**Text block:**
┌──

Physical properties using GeoParams

τ_y     = 1.6           # yield stress. If do_DP=true, τ_y stand for the cohesion: c*cos(ϕ)
ϕ       = 30            # friction angle
C       = τ_y           # Cohesion
η0      = 1.0           # viscosity
G0      = 1.0           # elastic shear modulus
Gi      = G0 / 2        # elastic shear modulus perturbation
εbg     = 1.0           # background strain-rate
η_reg   = 8e-3          # regularisation "viscosity"
dt      = η0 / G0 / 4.0 # assumes Maxwell time of 4
el_bg   = ConstantElasticity(; G = G0, Kb = 4.0)
el_inc  = ConstantElasticity(; G = Gi, Kb = 4.0)
visc    = LinearViscous(; η = η0)
pl      = DruckerPrager_regularised(;  # non-regularized plasticity
    C    = C / cosd(ϕ),
    ϕ    = ϕ,
    η_vp = η_reg,
    Ψ    = 0
)

Rheology

rheology = (
    # Low density phase
    SetMaterialParams(;
        Phase             = 1,
        Density           = ConstantDensity(; ρ = 0.0),
        Gravity           = ConstantGravity(; g = 0.0),
        CompositeRheology = CompositeRheology((visc, el_bg, pl)),
        Elasticity        = el_bg,

    ),
    # High density phase
    SetMaterialParams(;
        Density           = ConstantDensity(; ρ = 0.0),
        Gravity           = ConstantGravity(; g = 0.0),
        CompositeRheology = CompositeRheology((visc, el_inc, pl)),
        Elasticity        = el_inc,
    ),
)

Phase anomaly

Helper function to initialize material phases with ParallelStencil.jl

function init_phases!(phase_ratios, xci, xvi, circle)
    ni = size(phase_ratios.center)

    @parallel_indices (i, j) function init_phases!(phases, xc, yc, circle)

└──

**Input data:**
┌──

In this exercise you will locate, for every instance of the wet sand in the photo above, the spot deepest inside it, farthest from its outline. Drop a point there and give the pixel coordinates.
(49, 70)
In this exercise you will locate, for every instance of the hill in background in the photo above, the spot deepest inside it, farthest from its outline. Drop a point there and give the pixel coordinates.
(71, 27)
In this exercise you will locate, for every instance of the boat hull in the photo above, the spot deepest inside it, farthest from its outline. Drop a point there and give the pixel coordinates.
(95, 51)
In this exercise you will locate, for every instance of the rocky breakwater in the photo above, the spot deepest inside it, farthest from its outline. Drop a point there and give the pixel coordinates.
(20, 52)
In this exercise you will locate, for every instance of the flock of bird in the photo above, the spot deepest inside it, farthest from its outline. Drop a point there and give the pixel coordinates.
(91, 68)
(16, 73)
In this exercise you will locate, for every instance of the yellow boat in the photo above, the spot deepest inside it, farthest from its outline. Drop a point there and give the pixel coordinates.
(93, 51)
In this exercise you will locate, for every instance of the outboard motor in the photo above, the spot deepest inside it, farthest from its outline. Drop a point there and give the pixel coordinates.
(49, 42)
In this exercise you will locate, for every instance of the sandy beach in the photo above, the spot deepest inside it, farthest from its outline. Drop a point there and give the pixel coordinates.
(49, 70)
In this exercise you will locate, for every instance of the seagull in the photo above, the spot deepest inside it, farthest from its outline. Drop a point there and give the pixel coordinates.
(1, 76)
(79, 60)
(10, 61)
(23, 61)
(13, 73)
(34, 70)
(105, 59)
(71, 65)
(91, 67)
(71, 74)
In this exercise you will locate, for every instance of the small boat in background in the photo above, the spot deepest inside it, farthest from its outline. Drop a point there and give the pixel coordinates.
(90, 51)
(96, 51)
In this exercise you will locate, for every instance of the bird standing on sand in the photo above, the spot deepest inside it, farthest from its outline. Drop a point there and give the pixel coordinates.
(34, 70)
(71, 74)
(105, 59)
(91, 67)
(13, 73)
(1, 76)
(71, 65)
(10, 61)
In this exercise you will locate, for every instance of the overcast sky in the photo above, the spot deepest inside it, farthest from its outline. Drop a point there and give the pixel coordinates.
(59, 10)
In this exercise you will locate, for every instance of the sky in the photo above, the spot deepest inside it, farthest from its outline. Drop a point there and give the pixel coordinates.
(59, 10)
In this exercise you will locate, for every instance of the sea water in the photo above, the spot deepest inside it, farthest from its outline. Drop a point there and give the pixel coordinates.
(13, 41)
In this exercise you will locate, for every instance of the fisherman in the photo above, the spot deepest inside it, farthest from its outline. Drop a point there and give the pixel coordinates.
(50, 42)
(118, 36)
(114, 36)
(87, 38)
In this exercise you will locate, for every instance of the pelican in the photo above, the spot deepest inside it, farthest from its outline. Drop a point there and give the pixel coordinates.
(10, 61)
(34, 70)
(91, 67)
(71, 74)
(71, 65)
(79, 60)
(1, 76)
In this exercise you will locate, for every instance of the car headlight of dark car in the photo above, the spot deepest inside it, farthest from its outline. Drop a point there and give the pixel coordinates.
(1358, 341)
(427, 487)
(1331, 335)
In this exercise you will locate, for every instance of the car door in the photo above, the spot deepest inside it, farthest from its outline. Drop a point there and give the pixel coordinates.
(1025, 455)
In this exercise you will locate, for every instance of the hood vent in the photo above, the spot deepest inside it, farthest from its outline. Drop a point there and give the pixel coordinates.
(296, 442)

└──

**Problems and tasks:**
(1) List the keyword arguments passed to `DruckerPrager_regularised` in the GeoParams code.
(2) Copy the lines of the records, beginning at the line that contains "of the hood" and continuing through the last line of the records.

**Responses to the exercise:**
(1) C, ϕ, η_vp, Ψ

(2)
In this exercise you will locate, for every instance of the hood vent in the photo above, the spot deepest inside it, farthest from its outline. Drop a point there and give the pixel coordinates.
(296, 442)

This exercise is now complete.